> _Aim_:
Reproduce every one of the records below verbatim, line for line, without changing a single character.

> _Material provided_:
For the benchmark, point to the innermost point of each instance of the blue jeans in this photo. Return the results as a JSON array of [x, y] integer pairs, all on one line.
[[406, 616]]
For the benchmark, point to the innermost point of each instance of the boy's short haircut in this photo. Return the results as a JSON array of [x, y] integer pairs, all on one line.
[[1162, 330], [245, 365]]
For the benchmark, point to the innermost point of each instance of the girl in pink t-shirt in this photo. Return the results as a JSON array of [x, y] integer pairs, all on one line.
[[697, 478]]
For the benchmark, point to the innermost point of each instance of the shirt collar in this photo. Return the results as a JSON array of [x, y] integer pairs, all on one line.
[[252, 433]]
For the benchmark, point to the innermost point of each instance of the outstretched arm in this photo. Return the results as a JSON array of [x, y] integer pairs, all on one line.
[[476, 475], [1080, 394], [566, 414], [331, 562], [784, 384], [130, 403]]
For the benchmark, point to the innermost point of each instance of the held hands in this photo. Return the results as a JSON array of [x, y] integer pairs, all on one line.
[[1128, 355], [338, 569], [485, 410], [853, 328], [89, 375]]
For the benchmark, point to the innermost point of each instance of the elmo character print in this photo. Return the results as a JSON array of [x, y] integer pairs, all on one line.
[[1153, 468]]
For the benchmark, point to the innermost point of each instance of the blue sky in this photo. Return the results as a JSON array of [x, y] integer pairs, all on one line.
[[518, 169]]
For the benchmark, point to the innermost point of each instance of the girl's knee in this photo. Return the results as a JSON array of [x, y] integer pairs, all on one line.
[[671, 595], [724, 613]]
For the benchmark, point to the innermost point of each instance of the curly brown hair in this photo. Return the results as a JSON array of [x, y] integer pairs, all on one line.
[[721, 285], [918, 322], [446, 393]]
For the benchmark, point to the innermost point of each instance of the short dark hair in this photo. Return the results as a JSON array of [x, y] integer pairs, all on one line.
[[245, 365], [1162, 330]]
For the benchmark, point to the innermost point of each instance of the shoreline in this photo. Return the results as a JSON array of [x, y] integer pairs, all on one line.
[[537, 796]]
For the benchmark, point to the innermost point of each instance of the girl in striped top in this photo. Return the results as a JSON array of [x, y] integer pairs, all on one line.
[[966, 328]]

> _Answer to the problem_:
For the benchmark, point to the innermost point of each instance of the blue jeans in this photo. Return the results as a JSON array of [x, y] integer pairs, all on one line.
[[406, 616]]
For the benchmark, point to the innermost point of each instance of the boy's short haircut in this photo. Return the results as a JSON array of [x, y] integer pairs, all on one line.
[[1162, 330], [245, 365]]
For the benchmark, point to the innermost point of each instance of the girl in pink t-shirt in this photo. Return the results as a JSON array of [x, y] integer pairs, all on one line.
[[697, 478]]
For the benchmark, point to the innermost point of each instance of the shirt collar in this photo. Return the results as a JSON array of [x, y] integer pairs, all on one line.
[[252, 433]]
For the benchmark, point to the innermost point of each instance of the outstretched arm in this photo. Return the results as a JSON array of [x, y] integer pairs, all on one line.
[[476, 475], [1080, 394], [566, 414], [331, 562], [784, 384], [130, 403]]
For the benchmark, point to the innermost point of each instance of the held hands in this photo. Return the results as a JSON array of [x, y] integer pairs, all on one line.
[[1128, 355], [338, 569], [485, 410], [853, 328], [89, 375]]
For the benchmark, point to the innermost point of each instance of the elmo character print in this photo. Return the results as a JSON array of [x, y] integer pairs, all on one line.
[[1153, 468]]
For the benchmark, point to the innermost point of each instance of the blue sky in this photo. Return the results as a JSON array of [x, y] integer pairs, all on one line.
[[518, 169]]
For the benchmark, point to the innermost point of each instance of the girl's knee in this photo. Return the results as a JSON array of [x, y] integer pairs, all on one line.
[[671, 595], [724, 613]]
For the benchmark, point to the innermost point of each instance of the curly brown hair in this photo. Return the results as a JSON array of [x, y] integer pairs, all on one line.
[[721, 285], [918, 322], [446, 393]]
For the benchmark, point to the innermost point of each instance of the short dark hair in this photo. Return the results as a JSON array of [x, y] integer pairs, all on one line.
[[245, 365], [1162, 330]]
For the benchmark, point to the innermost point of each instance of the shoreline in this photo. Return the results as a JSON array of [x, y] integer pairs, all on one line.
[[537, 796]]
For the benchmark, point to the innermost point of each instance of the girl in striped top in this photo. Return the results as a JSON array of [x, y] integer pairs, all on one line.
[[966, 328]]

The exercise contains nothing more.